■ WORK REQUEST 1 ■
Using the Chou–Fasman text, explain in one to three sentences how the method obtains the probability parameters it uses to make predictions.
■ WORK REQUEST 2 ■
From the Chou–Fasman text, list the structure types whose amino acid frequencies the method analyzes.

■ GIVEN TEXT ■
The Chou–Fasman method is an empirical technique for the prediction of tertiary structures in proteins, originally developed in the 1970s by Peter Y. Chou and Gerald D. Fasman. The method is based on analyses of the relative frequencies of each amino acid in alpha helices, beta sheets, and turns based on known protein structures solved with X-ray crystallography. From these frequencies a set of probability parameters were derived for the appearance of each amino acid in each secondary structure type, and these parameters are used to predict the probability that a given sequence of amino acids would form a helix, a beta strand, or a turn in a protein. The method is at most about 50–60% accurate in identifying correct secondary structures, which is significantly less accurate than the modern machine learning–based techniques.

(Dataset items)
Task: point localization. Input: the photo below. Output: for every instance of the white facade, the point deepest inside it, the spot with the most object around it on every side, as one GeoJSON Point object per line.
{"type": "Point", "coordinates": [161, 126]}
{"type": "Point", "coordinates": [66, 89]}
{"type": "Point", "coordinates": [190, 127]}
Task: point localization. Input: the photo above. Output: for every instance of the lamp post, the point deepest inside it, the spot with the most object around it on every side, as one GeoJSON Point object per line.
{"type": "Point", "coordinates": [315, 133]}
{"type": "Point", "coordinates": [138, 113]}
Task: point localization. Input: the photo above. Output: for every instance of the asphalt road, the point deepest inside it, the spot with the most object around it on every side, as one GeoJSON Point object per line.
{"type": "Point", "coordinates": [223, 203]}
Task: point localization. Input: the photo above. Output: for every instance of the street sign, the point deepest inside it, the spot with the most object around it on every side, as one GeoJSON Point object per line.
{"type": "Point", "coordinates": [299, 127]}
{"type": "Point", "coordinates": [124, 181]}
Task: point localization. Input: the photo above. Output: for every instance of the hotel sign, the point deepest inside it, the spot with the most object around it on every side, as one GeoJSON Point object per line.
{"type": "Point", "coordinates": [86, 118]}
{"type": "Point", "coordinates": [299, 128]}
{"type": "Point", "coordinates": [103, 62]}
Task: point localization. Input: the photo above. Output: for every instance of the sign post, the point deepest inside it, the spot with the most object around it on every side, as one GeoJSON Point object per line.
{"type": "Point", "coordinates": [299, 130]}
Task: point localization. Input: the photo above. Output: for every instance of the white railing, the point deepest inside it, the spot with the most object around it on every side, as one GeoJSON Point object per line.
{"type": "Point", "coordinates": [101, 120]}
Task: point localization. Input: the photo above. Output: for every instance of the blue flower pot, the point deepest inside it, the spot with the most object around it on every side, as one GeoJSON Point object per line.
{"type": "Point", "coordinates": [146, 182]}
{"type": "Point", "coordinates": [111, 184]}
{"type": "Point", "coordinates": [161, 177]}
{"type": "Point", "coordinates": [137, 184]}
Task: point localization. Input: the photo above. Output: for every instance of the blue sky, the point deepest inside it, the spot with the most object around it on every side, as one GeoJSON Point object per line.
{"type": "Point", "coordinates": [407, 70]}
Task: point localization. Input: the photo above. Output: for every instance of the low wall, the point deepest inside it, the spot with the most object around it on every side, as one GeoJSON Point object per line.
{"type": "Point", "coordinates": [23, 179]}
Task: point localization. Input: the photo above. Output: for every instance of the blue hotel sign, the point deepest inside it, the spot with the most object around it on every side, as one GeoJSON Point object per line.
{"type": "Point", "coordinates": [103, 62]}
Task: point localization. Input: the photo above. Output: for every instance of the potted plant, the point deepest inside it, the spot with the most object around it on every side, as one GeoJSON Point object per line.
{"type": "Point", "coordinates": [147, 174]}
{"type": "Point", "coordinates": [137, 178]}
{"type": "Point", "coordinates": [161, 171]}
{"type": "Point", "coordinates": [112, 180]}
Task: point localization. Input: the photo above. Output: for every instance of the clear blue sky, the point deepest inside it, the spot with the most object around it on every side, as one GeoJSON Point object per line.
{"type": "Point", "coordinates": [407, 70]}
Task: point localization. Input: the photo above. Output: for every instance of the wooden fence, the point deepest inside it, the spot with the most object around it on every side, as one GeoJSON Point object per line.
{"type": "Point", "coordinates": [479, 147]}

■ YOUR RESPONSE 1 ■
The parameters come from analyses of how often each amino acid appears in alpha helices, beta sheets, and turns in known protein structures solved with X-ray crystallography. From these relative frequencies, a probability parameter was derived for each amino acid in each secondary structure type.

■ YOUR RESPONSE 2 ■
Alpha helices, beta sheets, turns